*THE PROBLEM*.
In the Twin Peaks review, starting with "The camera does" and going on through "the writing here.", write the passage out again and swap "hoosegow" for "jailhouse".

*DOCUMENT TEXT*.
:::

The imprisoned man has many a story to tell about “the Zone” to Agent Tammy Preston, the FBI interrogator sent in to question him. “It was something like no one has ever seen before!” he declares of Briggs’ ascension. “I’ve never seen anything like it! I’ve never, never read anything like it! You don’t know, you weren’t there!” Yet Hastings is just as impassioned about the tropical vacation he and Ruth had planned, which he refers to in a hysterical sing-song even more rapturous and sob-choked than his description of alternate dimensions. “We were gonna go to the Bahamas,” he coos, momentarily smiling through the tears. “We were gonna scuba dive, and drink mixed drinks on the beach! And we were gonna soak up the sun and look at the beautiful sunsets!” In the end he’s reduced to demanding the impossible, like a tantrum-throwing toddler: “I wanna go scuba diving!”
The camera does nothing but show Lillard’s freakout and the uncomfortable reactions of the law enforcement officials watching him break down – a far cry from last week’s explosive abstractions. But in its way, this displays Lynch and Frost’s mastery of tone just as effectively. The conversation between Hastings and Preston careens back and forth from heartbreaking to terrifying, cringeworthy to intriguing with the speed of a splitting atom. You don’t need any of the Woodsmen who’ve been hanging around the hoosegow to put in an appearance to feel the power of the writing here.
Even in the more overtly frightening sections of the story, the creep factor is subtle rather than spectacular. When the Dale doppelgänger arrives at a safehouse secured by his lover Chantal (Jennifer Jason Leigh) and henchman Hutch (Tim Roth, making his Twin Peaks debut), the former occupants of the farm are simply shown lying dead in the background as the trio go about their morbid business. The evil Coop’s subsequent actions are all done with the touch of a phone. He calls his underling Duncan Todd (Patrick Fischler, aka the Winkie’s dream guy from Mulholland Drive) to follow up on the attempted assassination of the real Cooper. At first it appears he makes contact using a code phrase: “Around the dinner table the conversation is lively.” But – and this may be the biggest shock of the night – we learn later that he actually sent the cryptic phrase to Diane, the chain-smoking, f-bomb-dropping former FBI employee to whom the good agent once addressed all his tape recordings. Is she a traitor to the cause who’s playing her superiors Gordon and Albert for fools. Or is the sinister clone manipulating her? Major questions, raised by a simple text message.
And again, why not? On the show, the tiniest details are often a gateway to something bigger. The hole that the mentally disabled Johnny Horne leaves in the wall he crashes into head first; the bright red rash that Ella, a junkie played by musician Sky Ferreira, scratches obsessively; the dimly audible hum Ben Horne and his romantically interested assistant Beverly Paige continue to hear in his hotel; the squeak voice Ben’s brother Jerry believes is coming from his own foot; the electrical socket Coop, a.k.a. Dougie Jones, stares at in the Las Vegas police station where he’s been brought for questioning – all of them feel like gaps that could widen at any moment and swallow us. Whether haunting or heartwarming, this is a series that can do a lot with a little.

:::

(Point localization data)
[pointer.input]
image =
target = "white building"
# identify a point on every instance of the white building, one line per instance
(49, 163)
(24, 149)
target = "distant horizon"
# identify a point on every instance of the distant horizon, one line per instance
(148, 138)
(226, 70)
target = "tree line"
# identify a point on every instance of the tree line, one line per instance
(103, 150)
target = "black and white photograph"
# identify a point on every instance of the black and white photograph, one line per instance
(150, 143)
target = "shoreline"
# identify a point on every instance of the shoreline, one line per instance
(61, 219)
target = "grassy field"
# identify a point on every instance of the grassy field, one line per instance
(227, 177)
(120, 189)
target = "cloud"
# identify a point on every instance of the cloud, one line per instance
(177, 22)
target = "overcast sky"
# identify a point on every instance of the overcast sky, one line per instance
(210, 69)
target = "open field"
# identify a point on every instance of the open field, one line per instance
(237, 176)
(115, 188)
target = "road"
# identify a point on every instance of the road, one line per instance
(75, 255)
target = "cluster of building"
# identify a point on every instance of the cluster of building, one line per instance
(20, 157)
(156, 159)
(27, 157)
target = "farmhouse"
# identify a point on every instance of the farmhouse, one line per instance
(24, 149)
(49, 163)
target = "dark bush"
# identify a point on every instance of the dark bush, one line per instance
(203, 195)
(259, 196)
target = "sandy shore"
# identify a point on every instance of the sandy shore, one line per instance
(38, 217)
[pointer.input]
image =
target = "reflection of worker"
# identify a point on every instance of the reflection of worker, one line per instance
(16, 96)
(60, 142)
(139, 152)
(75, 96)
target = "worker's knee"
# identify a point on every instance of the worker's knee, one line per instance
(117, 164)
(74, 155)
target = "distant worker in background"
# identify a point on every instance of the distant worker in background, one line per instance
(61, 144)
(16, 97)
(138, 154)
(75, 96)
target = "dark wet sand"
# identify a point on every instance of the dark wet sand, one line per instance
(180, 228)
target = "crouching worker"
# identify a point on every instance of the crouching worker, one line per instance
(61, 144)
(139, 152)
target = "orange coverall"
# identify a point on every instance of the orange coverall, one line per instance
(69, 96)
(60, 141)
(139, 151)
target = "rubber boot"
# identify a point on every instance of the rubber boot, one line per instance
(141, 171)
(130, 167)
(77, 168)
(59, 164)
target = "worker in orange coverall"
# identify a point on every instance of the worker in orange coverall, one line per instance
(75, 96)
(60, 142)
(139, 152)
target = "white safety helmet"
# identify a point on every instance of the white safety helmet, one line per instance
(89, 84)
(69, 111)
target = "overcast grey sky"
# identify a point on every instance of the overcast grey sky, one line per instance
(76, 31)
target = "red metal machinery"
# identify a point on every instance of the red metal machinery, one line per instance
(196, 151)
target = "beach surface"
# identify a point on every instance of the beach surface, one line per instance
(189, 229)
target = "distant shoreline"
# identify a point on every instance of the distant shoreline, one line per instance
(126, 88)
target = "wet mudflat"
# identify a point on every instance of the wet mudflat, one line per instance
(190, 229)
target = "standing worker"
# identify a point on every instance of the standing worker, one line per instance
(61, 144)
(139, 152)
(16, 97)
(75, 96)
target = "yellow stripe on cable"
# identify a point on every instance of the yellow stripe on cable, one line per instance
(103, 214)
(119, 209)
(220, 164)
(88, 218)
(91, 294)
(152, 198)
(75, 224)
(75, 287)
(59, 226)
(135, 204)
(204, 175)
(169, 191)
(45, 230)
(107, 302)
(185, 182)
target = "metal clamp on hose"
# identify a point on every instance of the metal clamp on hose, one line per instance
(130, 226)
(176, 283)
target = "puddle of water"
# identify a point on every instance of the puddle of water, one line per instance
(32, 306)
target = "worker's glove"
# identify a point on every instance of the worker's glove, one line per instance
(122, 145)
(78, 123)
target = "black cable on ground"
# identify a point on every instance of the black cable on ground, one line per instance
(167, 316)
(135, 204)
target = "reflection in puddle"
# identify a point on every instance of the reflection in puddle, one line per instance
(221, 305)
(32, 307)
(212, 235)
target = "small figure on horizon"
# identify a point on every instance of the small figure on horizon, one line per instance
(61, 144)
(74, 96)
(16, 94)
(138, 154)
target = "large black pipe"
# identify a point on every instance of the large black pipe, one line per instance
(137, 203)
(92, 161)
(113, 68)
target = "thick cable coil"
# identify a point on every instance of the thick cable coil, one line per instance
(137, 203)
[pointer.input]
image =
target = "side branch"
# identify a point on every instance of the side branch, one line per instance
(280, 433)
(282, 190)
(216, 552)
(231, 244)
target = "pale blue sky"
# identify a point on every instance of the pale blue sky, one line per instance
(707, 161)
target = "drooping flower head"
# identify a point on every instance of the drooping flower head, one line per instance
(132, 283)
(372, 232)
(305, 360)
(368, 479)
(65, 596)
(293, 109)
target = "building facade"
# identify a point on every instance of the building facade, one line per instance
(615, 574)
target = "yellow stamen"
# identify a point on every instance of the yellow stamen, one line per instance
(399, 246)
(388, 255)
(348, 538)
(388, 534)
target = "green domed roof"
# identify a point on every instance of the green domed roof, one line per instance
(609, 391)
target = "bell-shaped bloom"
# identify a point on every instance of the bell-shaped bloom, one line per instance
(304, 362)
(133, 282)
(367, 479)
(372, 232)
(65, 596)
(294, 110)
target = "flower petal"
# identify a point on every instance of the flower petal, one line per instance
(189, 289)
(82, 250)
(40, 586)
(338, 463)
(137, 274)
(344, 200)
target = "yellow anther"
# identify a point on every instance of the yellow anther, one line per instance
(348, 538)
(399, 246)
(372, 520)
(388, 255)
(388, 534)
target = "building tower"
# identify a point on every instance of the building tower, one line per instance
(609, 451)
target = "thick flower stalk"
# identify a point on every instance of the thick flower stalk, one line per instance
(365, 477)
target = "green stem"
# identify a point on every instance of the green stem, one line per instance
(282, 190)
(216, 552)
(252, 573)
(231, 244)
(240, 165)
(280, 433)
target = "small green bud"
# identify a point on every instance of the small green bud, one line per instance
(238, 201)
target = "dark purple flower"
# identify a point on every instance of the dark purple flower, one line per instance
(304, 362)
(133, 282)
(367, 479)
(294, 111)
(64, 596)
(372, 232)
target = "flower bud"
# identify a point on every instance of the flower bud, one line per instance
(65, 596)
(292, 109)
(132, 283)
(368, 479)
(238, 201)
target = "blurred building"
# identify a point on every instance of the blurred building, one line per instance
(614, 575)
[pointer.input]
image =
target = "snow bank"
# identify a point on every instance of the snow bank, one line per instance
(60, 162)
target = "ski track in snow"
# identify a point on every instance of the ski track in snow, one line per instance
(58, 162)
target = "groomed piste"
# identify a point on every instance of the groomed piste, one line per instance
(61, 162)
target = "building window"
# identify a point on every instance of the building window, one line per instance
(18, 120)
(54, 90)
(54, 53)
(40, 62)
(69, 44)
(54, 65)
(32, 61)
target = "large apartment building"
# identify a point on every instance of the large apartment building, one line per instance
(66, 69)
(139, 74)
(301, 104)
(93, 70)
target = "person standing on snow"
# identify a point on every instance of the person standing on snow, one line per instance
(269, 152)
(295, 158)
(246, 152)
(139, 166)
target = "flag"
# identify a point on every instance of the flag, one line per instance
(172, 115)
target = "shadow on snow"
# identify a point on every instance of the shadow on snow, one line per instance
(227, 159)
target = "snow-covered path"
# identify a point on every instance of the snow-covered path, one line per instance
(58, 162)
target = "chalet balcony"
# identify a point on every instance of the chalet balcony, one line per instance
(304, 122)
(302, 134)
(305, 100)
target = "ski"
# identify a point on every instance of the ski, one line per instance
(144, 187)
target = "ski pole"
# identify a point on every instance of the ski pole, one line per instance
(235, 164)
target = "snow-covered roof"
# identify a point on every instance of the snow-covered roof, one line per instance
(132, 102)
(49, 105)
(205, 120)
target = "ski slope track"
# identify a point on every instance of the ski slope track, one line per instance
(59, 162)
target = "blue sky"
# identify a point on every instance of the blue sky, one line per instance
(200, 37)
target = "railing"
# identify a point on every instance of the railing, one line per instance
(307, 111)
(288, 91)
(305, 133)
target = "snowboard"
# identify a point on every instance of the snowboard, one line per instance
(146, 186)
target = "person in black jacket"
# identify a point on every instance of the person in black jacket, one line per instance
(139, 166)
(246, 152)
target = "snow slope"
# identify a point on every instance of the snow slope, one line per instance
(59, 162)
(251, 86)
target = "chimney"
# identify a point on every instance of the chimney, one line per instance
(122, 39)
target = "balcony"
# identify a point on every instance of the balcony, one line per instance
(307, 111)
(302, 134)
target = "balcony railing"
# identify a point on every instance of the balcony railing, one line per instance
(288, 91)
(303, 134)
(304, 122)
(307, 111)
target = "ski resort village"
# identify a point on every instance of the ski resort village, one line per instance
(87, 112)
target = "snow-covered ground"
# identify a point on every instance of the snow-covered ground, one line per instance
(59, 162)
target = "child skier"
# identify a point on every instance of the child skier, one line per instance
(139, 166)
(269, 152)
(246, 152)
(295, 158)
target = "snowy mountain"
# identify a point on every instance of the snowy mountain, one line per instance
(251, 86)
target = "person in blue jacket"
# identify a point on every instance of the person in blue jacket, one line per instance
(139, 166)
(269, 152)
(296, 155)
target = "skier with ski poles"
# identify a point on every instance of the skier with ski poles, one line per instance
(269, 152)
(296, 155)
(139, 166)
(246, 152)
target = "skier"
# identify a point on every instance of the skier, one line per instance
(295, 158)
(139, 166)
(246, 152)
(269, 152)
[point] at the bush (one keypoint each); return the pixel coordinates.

:::

*RESPONSE TO THIS TASK*.
The camera does nothing but show Lillard’s freakout and the uncomfortable reactions of the law enforcement officials watching him break down – a far cry from last week’s explosive abstractions. But in its way, this displays Lynch and Frost’s mastery of tone just as effectively. The conversation between Hastings and Preston careens back and forth from heartbreaking to terrifying, cringeworthy to intriguing with the speed of a splitting atom. You don’t need any of the Woodsmen who’ve been hanging around the jailhouse to put in an appearance to feel the power of the writing here.